───── RECORDS FOR THIS TASK

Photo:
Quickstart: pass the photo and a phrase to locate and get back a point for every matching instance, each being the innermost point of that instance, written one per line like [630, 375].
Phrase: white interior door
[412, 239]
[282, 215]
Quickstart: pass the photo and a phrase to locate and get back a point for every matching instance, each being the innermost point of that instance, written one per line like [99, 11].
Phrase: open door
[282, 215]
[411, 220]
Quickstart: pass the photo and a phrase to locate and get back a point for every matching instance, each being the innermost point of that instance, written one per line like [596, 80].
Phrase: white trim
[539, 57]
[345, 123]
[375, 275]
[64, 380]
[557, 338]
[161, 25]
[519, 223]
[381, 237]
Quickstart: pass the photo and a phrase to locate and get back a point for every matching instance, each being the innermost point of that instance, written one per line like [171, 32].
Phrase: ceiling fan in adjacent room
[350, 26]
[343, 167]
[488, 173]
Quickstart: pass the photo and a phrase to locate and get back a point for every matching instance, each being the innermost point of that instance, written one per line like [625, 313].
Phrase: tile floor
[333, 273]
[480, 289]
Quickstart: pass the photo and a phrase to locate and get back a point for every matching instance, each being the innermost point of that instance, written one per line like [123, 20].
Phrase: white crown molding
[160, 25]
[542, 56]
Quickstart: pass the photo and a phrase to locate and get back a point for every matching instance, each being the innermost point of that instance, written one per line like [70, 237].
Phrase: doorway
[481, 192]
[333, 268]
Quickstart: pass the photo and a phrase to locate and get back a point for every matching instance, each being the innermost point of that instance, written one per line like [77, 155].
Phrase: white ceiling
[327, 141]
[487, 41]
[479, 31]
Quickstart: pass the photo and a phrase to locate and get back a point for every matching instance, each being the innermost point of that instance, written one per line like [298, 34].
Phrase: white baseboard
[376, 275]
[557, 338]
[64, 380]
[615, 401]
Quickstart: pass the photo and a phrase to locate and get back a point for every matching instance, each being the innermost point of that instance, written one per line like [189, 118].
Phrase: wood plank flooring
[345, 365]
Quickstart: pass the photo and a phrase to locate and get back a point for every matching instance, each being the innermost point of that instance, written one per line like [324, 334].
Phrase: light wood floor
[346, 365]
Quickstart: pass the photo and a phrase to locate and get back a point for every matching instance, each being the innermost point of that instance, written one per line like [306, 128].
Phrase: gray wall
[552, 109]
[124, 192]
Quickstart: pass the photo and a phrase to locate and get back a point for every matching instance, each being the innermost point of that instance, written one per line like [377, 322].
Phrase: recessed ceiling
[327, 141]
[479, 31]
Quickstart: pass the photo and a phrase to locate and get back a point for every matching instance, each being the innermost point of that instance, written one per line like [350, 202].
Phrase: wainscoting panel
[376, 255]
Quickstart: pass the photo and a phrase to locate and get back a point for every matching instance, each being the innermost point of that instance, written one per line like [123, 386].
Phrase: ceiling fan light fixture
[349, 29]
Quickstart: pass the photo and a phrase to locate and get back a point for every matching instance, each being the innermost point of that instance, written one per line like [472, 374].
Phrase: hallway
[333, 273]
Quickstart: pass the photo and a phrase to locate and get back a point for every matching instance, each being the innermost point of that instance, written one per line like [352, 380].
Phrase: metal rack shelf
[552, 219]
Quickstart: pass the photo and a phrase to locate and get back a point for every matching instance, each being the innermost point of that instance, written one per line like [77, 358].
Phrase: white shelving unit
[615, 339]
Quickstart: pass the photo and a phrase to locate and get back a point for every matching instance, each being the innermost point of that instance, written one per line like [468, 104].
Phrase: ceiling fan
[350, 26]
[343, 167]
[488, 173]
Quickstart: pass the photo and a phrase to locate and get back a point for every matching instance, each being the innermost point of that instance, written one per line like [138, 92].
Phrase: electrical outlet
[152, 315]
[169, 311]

──────────

PROBLEM TO SOLVE:
Please return the data above exactly as given.

TASK OUTPUT:
Photo:
Quickstart: pass the photo and a phrase to locate and get back a point for every matching instance, each being the innermost point of that instance, written one per line like [630, 375].
Phrase: white interior door
[412, 239]
[282, 215]
Quickstart: pass the photo and a phrase to locate and get back a point for every matching instance, each being the innermost point of that instance, written one per line like [99, 11].
Phrase: open door
[282, 215]
[411, 220]
Quickstart: pass the photo and a phrase to locate and get back a point for every matching instance, each being the innermost point of that instance, written one per line like [596, 80].
Phrase: white trim
[539, 57]
[345, 123]
[375, 275]
[64, 380]
[557, 338]
[161, 25]
[519, 223]
[381, 237]
Quickstart: pass the photo and a phrase to locate and get back a point for every matching instance, each being the innermost point of that instance, written one per line like [171, 32].
Phrase: ceiling fan in adjacent room
[350, 26]
[343, 167]
[488, 173]
Quickstart: pass the photo and a phrase to locate and get back a point for every matching instance, each being the innermost point of that instance, written one per line like [625, 313].
Phrase: tile floor
[333, 273]
[480, 289]
Quickstart: pass the photo and a phrase to locate and get back a point for every matching instance, each being the innermost point of that instance, written one per line like [123, 20].
Phrase: white crown molding
[160, 25]
[542, 56]
Quickstart: pass the photo and a phrase to locate and get back a point for every matching instance, each being the innermost point of that instance, written one per line like [70, 237].
Phrase: doorway
[481, 192]
[333, 268]
Quickstart: pass the photo and a phrase to locate and get back a point for every matching instance, each being the innermost point of that instance, written one per line like [77, 155].
Phrase: white ceiling
[327, 141]
[487, 41]
[479, 31]
Quickstart: pass the photo and a phrase to locate and get back a point for every matching instance, each being the innermost point of that instance, written one per line like [298, 34].
Phrase: white baseboard
[376, 275]
[557, 338]
[64, 380]
[615, 401]
Quickstart: pass the photo and a phrase to locate and get back a point for every matching instance, each being the innermost point of that instance, written one per line like [189, 118].
Phrase: wood plank flooring
[345, 365]
Quickstart: pass the photo and a phrase to locate and get back a point for every matching instance, each being the innermost point of that instance, written one per line like [324, 334].
Phrase: light wood floor
[346, 365]
Quickstart: pass the photo and a phrase to locate and get back a point for every matching instance, each being the innermost point of that instance, written one per line like [306, 128].
Phrase: gray wall
[552, 109]
[124, 192]
Quickstart: pass the photo and a phrase to locate and get back a point for every matching instance, each being the innermost point of that instance, written one per line like [377, 322].
Phrase: recessed ceiling
[327, 141]
[479, 31]
Quickstart: pass the photo and a phrase to locate and get back a point for every matching instance, each being the innermost point of that instance, written one per line like [350, 202].
Phrase: wainscoting panel
[376, 255]
Quickstart: pass the photo and a phrase to locate and get back a point for every matching instance, each being the innermost point of that instance, written one per line like [123, 386].
Phrase: ceiling fan light fixture
[349, 29]
Quickstart: pass the photo and a phrase to locate and get back a point for every matching instance, each being the innermost point of that instance, written one per line like [472, 374].
Phrase: hallway
[333, 273]
Quickstart: pass the photo and a phrase to locate and get back a point for every matching instance, each being the innermost point of that instance, written one per line like [352, 380].
Phrase: metal rack shelf
[552, 219]
Quickstart: pass the photo and a phrase to locate and get back a point for every matching instance, each being the innermost point of that instance, written one per line like [77, 358].
Phrase: white shelving unit
[615, 339]
Quickstart: pass the photo and a phrase to locate and get back a point for every matching instance, each being the innermost point of that instance, written one per line like [468, 104].
Phrase: ceiling fan
[350, 26]
[343, 167]
[488, 173]
Quickstart: pass the photo and a phrase to locate and get back a point for every matching instance, each being the innermost point of that instance, written one per line like [138, 92].
Phrase: electrical outlet
[152, 315]
[169, 311]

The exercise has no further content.